### EXERCÍCIO CURTO 1
Transcreva os registros abaixo, começando pelo primeiro e parando após a linha que contém "[(335, 99), (203, 106)]", com ambas as extremidades incluídas. Deixe as imagens fora da resposta.

┌─ TRECHO DO DOCUMENTO

Friday, 19 de April de 2024 ISSN 1519-7670 - Ano 24 - nº 1284

Carlos Chaparro

‘O XIS DA QUESTÃO – Para o melhor entendimento do sucesso comunicativo de João Paulo II, deve-se lembrar, preliminarmente, que ele foi o primeiro Papa da era dos satélites. E atraiu a mídia porque, desde o início do seu papado, fazia parte da sua personalidade e da sua história um formidável conjunto de atributos de noticiabilidade, que o acompanharam além da morte.

1. Homem e mito

Ao sepultar João Paulo II, a humanidade o eterniza, com força de mito universal. O homem está morto e sepultado. Mas o mito continuará a exercer sobre o mundo o fascínio irresistível de alguém com um poder incomum de influenciar mentes e corações. Influenciando mentes e corações, ele transformou profundamente cenários essenciais da Igreja e do mundo. Construiu e exerceu um poder que, ao longo dos 26 anos de papado, se expandiu continuamente, pelo uso persistente da palavra clara, para afirmar posições em conflitos e polêmicas do seu tempo.

Por tudo o que fez e disse, e pelas formas como disse e fez, João Paulo II passa à História como o mais surpreendente fenômeno de comunicação do mundo moderno. Jamais alguém alcançou os sucessos comunicativos como os que fizeram desse Papa a mais influente figura da História contemporânea.

Calcula-se que, só nos três primeiros dias após a morte, 75 mil reportagens foram feitas na totalidade das fronteiras do jornalismo mundial. E a longa cerimônia de sepultamento serviu como síntese do extraordinário fascínio que o polonês Karol Wojtyla exerceu sobre o jornalismo e os jornalistas do seu tempo. Foi a maior cerimônia televisionada do mundo ocidental e a que mais ampla universalização alcançou, na História da comunicação jornalística.

Não constitui ousadia dizer que a morte e o sepultamento do Papa receberam da televisão do mundo inteiro mais tempo e investimentos de cobertura do que o atentado de 11 de setembro.

O colega Antonio Brasil caracterizou o fenômeno de João Paulo II como o sucesso de um Papa Pop. É uma forma de entender e explicar o sucesso. Mas creio que é bem mais do que isso. Até porque – tal como aconteceu no sepultamento – o fenômeno João Paulo II resultou muito mais do interesse da mídia pelo Papa do que da dinâmica inversa.

└─
┌─ REGISTROS EXTRAÍDOS

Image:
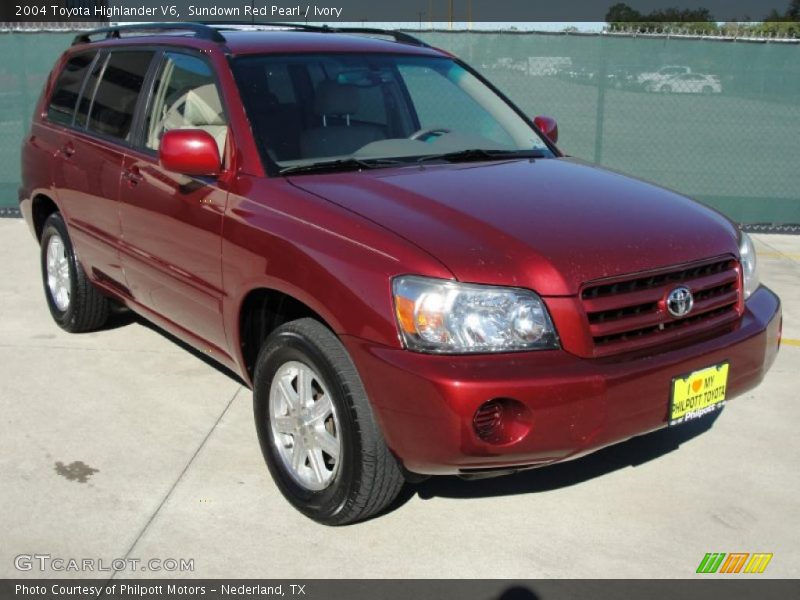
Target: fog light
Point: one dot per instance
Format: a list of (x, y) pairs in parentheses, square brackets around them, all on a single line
[(502, 421)]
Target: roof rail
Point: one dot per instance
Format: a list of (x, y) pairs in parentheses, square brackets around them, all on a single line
[(199, 30), (398, 36)]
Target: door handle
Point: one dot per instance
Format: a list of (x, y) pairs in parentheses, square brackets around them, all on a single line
[(132, 176)]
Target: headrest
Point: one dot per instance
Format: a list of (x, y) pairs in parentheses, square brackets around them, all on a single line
[(335, 99), (203, 106)]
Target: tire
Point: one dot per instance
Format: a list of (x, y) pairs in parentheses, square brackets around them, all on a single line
[(75, 304), (365, 477)]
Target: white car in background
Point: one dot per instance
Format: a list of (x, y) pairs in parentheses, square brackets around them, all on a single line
[(688, 83)]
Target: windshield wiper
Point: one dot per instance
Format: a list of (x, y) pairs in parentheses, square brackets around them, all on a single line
[(341, 164), (477, 154)]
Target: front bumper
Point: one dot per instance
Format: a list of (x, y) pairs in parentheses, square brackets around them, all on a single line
[(425, 403)]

└─

### EXERCÍCIO CURTO 2
Reproduza palavra por palavra a passagem do texto sobre João Paulo II, começando nas palavras "Calcula-se que, só" e parando após "11 de setembro.".

### RESPOSTA FINAL 1
Image:
Target: fog light
Point: one dot per instance
Format: a list of (x, y) pairs in parentheses, square brackets around them, all on a single line
[(502, 421)]
Target: roof rail
Point: one dot per instance
Format: a list of (x, y) pairs in parentheses, square brackets around them, all on a single line
[(199, 30), (398, 36)]
Target: door handle
Point: one dot per instance
Format: a list of (x, y) pairs in parentheses, square brackets around them, all on a single line
[(132, 176)]
Target: headrest
Point: one dot per instance
Format: a list of (x, y) pairs in parentheses, square brackets around them, all on a single line
[(335, 99), (203, 106)]

### RESPOSTA FINAL 2
Calcula-se que, só nos três primeiros dias após a morte, 75 mil reportagens foram feitas na totalidade das fronteiras do jornalismo mundial. E a longa cerimônia de sepultamento serviu como síntese do extraordinário fascínio que o polonês Karol Wojtyla exerceu sobre o jornalismo e os jornalistas do seu tempo. Foi a maior cerimônia televisionada do mundo ocidental e a que mais ampla universalização alcançou, na História da comunicação jornalística.

Não constitui ousadia dizer que a morte e o sepultamento do Papa receberam da televisão do mundo inteiro mais tempo e investimentos de cobertura do que o atentado de 11 de setembro.